◆ DIRECTIONS
Copy out, word for word, the rows starting at the line that contains "Note: for every instance of the xinhua" and ending at the line that contains "[[578, 331], [524, 346]]", including both of those lines.

◆ Dataset records about object locations
** START **
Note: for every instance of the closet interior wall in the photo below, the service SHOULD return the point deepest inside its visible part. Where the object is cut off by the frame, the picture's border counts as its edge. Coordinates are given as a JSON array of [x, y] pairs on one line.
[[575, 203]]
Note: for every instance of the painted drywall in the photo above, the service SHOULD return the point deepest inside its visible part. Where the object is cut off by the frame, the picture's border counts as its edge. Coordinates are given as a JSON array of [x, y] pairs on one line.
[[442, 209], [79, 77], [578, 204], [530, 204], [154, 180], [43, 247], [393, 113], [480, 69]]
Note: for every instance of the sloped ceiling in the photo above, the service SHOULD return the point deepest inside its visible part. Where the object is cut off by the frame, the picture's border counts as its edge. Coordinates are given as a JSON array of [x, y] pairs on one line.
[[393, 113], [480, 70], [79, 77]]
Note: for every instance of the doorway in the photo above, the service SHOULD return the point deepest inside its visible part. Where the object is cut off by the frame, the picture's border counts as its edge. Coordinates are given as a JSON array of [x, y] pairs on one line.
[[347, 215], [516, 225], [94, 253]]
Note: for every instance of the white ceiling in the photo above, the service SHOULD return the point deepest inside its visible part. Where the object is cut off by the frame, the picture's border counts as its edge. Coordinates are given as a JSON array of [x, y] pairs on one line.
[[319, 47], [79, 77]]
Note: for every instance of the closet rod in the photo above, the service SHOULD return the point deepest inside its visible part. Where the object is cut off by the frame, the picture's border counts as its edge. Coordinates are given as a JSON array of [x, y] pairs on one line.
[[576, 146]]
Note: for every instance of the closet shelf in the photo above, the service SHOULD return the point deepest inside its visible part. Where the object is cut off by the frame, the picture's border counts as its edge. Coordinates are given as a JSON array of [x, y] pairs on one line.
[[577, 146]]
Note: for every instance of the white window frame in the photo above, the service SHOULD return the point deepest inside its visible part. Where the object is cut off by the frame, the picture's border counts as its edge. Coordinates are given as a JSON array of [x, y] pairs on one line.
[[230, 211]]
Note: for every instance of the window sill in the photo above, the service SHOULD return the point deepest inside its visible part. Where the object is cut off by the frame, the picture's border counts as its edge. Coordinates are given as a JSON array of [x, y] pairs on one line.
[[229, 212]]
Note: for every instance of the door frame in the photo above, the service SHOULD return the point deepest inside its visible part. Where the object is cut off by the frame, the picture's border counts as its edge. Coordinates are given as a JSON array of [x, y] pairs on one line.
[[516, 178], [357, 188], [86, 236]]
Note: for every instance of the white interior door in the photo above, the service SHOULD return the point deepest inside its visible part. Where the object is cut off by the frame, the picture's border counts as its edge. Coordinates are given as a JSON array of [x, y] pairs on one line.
** END **
** START **
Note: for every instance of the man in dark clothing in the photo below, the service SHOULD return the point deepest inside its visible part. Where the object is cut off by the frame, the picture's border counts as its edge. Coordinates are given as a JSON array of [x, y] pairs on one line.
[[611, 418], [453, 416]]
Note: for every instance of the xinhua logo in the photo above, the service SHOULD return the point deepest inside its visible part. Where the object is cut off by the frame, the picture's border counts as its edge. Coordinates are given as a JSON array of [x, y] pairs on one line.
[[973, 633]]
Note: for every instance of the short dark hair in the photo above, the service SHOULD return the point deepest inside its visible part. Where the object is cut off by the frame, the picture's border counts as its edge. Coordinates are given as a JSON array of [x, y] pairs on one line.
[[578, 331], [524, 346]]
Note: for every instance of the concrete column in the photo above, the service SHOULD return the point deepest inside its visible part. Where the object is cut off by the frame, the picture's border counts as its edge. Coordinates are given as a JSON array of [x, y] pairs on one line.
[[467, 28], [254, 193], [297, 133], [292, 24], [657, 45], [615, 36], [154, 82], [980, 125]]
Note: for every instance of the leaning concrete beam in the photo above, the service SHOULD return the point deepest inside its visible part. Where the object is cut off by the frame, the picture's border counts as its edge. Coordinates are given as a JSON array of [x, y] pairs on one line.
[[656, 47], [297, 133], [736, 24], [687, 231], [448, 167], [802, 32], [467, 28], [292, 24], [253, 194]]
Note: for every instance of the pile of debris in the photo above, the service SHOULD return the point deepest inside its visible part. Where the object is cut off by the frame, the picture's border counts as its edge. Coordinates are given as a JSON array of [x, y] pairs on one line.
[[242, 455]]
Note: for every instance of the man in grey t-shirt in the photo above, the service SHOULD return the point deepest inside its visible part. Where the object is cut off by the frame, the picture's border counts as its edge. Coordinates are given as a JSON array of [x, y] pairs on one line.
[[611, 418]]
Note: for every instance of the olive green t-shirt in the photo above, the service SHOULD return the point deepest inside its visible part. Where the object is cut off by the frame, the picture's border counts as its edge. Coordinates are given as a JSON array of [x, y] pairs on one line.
** END **
◆ SOLUTION TO THE PROBLEM
Note: for every instance of the xinhua logo in the photo above, the service SHOULD return the point deepest inside its visible part. Where the object is cut off by the frame, the picture's border counts as its edge. Coordinates are given as a JSON array of [x, y] pairs on one line.
[[973, 633]]
Note: for every instance of the short dark hair in the photo above, the service SHOULD return the point deepest inside its visible part. Where the object is cut off by the frame, the picture's border counts as its edge. Coordinates are given as a JSON array of [x, y] pairs on one line.
[[578, 331], [524, 346]]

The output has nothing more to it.